Provided data –

━━━━━━━━━━

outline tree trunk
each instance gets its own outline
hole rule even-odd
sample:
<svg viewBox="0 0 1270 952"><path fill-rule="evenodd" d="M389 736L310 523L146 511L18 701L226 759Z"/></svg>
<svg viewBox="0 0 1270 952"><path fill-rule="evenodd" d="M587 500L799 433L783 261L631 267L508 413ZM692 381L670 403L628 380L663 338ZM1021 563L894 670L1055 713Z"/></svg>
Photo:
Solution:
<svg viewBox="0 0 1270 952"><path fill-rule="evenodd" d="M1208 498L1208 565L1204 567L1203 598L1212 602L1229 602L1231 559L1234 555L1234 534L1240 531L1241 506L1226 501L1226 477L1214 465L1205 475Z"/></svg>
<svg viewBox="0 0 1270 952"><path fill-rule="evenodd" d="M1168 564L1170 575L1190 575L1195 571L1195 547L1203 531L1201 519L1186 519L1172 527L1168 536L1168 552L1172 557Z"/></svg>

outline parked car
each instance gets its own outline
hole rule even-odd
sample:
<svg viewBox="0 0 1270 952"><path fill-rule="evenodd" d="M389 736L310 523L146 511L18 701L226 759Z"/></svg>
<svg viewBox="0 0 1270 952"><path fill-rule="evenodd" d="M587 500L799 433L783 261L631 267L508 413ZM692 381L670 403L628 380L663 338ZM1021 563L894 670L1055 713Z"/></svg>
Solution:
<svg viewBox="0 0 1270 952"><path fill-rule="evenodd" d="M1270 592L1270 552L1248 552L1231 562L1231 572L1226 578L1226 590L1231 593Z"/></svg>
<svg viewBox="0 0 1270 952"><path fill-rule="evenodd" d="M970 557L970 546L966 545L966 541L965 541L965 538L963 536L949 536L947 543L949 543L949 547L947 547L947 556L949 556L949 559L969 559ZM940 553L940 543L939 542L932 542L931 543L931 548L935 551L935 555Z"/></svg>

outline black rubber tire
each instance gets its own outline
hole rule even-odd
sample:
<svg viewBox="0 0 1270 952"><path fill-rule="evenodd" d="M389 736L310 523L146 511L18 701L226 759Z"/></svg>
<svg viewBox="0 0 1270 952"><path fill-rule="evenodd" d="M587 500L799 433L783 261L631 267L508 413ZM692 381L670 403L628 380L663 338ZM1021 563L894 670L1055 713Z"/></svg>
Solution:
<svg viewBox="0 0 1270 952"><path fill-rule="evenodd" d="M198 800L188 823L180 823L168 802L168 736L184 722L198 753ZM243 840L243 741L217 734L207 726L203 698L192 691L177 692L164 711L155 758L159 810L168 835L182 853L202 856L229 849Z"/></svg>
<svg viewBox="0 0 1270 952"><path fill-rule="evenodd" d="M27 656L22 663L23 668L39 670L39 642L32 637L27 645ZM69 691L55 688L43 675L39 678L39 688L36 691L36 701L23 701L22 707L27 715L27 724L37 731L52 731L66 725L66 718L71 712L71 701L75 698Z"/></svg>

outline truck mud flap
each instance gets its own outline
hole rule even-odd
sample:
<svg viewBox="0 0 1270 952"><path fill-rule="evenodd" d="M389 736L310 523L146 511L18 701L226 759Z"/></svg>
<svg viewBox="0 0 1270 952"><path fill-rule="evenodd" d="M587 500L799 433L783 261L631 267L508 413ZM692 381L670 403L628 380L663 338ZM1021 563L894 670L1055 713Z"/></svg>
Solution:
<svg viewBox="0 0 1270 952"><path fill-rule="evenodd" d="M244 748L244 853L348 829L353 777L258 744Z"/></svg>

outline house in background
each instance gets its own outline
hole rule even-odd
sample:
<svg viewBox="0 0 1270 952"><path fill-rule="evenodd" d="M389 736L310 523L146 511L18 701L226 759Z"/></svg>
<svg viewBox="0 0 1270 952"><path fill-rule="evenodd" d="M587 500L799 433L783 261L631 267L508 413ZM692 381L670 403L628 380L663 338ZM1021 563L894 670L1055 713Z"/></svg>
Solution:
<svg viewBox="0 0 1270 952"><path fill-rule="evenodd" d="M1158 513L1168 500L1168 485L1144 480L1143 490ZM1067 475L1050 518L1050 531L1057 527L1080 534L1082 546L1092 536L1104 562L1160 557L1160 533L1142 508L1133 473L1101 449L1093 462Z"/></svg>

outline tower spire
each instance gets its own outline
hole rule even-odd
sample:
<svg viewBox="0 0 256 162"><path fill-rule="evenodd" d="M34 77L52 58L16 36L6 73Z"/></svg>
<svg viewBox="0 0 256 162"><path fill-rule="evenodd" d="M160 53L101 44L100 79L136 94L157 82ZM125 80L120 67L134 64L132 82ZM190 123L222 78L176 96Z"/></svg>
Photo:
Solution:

━━━━━━━━━━

The exercise – Turn the records above into a Markdown table with two columns, Row and Line text, giving each nonblank line its own numbered row and leaving out the blank lines.

Exercise answer –
| Row | Line text |
|---|---|
| 1 | outline tree trunk |
| 2 | each instance gets its own outline |
| 3 | hole rule even-odd |
| 4 | sample: |
| 5 | <svg viewBox="0 0 1270 952"><path fill-rule="evenodd" d="M389 736L310 523L146 511L18 701L226 759Z"/></svg> |
| 6 | <svg viewBox="0 0 1270 952"><path fill-rule="evenodd" d="M587 500L799 433L783 261L631 267L508 413ZM692 381L670 403L628 380L663 338ZM1021 563L894 670L1055 713Z"/></svg> |
| 7 | Photo: |
| 8 | Solution: |
| 9 | <svg viewBox="0 0 1270 952"><path fill-rule="evenodd" d="M1208 498L1208 565L1204 567L1203 598L1212 602L1229 602L1231 559L1234 555L1234 534L1240 531L1241 506L1226 501L1226 477L1214 465L1205 475Z"/></svg> |
| 10 | <svg viewBox="0 0 1270 952"><path fill-rule="evenodd" d="M1168 564L1170 575L1190 575L1195 571L1195 547L1203 531L1201 519L1186 519L1172 527L1168 536L1168 552L1172 557Z"/></svg> |
| 11 | outline parked car |
| 12 | each instance gets its own outline |
| 13 | hole rule even-odd |
| 14 | sample: |
| 15 | <svg viewBox="0 0 1270 952"><path fill-rule="evenodd" d="M389 736L310 523L146 511L18 701L226 759Z"/></svg> |
| 16 | <svg viewBox="0 0 1270 952"><path fill-rule="evenodd" d="M587 500L799 433L783 261L631 267L508 413ZM692 381L670 403L628 380L663 338ZM1021 563L894 670L1055 713Z"/></svg> |
| 17 | Solution: |
| 18 | <svg viewBox="0 0 1270 952"><path fill-rule="evenodd" d="M1270 592L1270 552L1248 552L1231 562L1231 572L1226 578L1226 590L1231 593Z"/></svg> |
| 19 | <svg viewBox="0 0 1270 952"><path fill-rule="evenodd" d="M970 557L970 546L966 545L966 541L965 541L965 538L963 536L949 536L947 543L949 543L949 547L947 547L947 556L949 556L949 559L969 559ZM940 553L940 543L939 542L932 542L931 543L931 548L935 551L935 555Z"/></svg> |
| 20 | outline black rubber tire |
| 21 | each instance gets its own outline |
| 22 | hole rule even-odd |
| 23 | sample: |
| 24 | <svg viewBox="0 0 1270 952"><path fill-rule="evenodd" d="M389 736L310 523L146 511L18 701L226 759Z"/></svg> |
| 25 | <svg viewBox="0 0 1270 952"><path fill-rule="evenodd" d="M587 500L799 433L783 261L631 267L508 413ZM692 381L670 403L628 380L663 338ZM1021 563L894 670L1055 713Z"/></svg> |
| 26 | Solution: |
| 27 | <svg viewBox="0 0 1270 952"><path fill-rule="evenodd" d="M198 800L188 823L180 823L168 802L168 736L184 722L198 753ZM243 840L243 741L217 734L207 726L203 698L192 691L177 692L164 711L155 758L159 810L168 835L182 853L202 856L229 849Z"/></svg> |
| 28 | <svg viewBox="0 0 1270 952"><path fill-rule="evenodd" d="M27 656L22 663L23 668L39 670L39 642L32 637L27 645ZM69 691L55 688L43 675L39 678L39 688L36 691L36 701L23 701L22 707L27 715L27 724L37 731L52 731L66 725L66 718L71 712L71 701L75 698Z"/></svg> |
| 29 | outline truck mud flap |
| 30 | each instance gets its own outline |
| 31 | hole rule even-odd |
| 32 | sample: |
| 33 | <svg viewBox="0 0 1270 952"><path fill-rule="evenodd" d="M389 736L310 523L146 511L18 701L226 759Z"/></svg> |
| 34 | <svg viewBox="0 0 1270 952"><path fill-rule="evenodd" d="M587 500L799 433L783 261L631 267L508 413ZM692 381L670 403L628 380L663 338ZM1021 563L894 670L1055 713Z"/></svg> |
| 35 | Solution: |
| 36 | <svg viewBox="0 0 1270 952"><path fill-rule="evenodd" d="M244 748L244 853L348 829L353 777L258 744Z"/></svg> |
| 37 | outline house in background |
| 38 | each instance gets its own outline |
| 39 | hole rule even-odd |
| 40 | sample: |
| 41 | <svg viewBox="0 0 1270 952"><path fill-rule="evenodd" d="M389 736L310 523L146 511L18 701L226 759Z"/></svg> |
| 42 | <svg viewBox="0 0 1270 952"><path fill-rule="evenodd" d="M587 500L799 433L783 261L631 267L508 413ZM692 381L670 403L628 380L663 338ZM1021 563L894 670L1055 713Z"/></svg> |
| 43 | Solution: |
| 44 | <svg viewBox="0 0 1270 952"><path fill-rule="evenodd" d="M1158 513L1168 500L1168 485L1144 480L1143 490ZM1067 475L1050 518L1050 531L1057 527L1080 534L1082 546L1092 536L1104 562L1160 557L1160 533L1142 508L1133 473L1101 449L1093 462Z"/></svg> |
| 45 | outline tower spire |
| 46 | each instance gets its own outline |
| 47 | hole rule even-odd |
| 48 | sample: |
| 49 | <svg viewBox="0 0 256 162"><path fill-rule="evenodd" d="M34 77L52 58L16 36L6 73Z"/></svg> |
| 50 | <svg viewBox="0 0 256 162"><path fill-rule="evenodd" d="M160 53L101 44L100 79L136 94L157 82ZM125 80L120 67L134 64L132 82ZM190 123L222 78L176 96Z"/></svg> |
| 51 | Photo: |
| 52 | Solution: |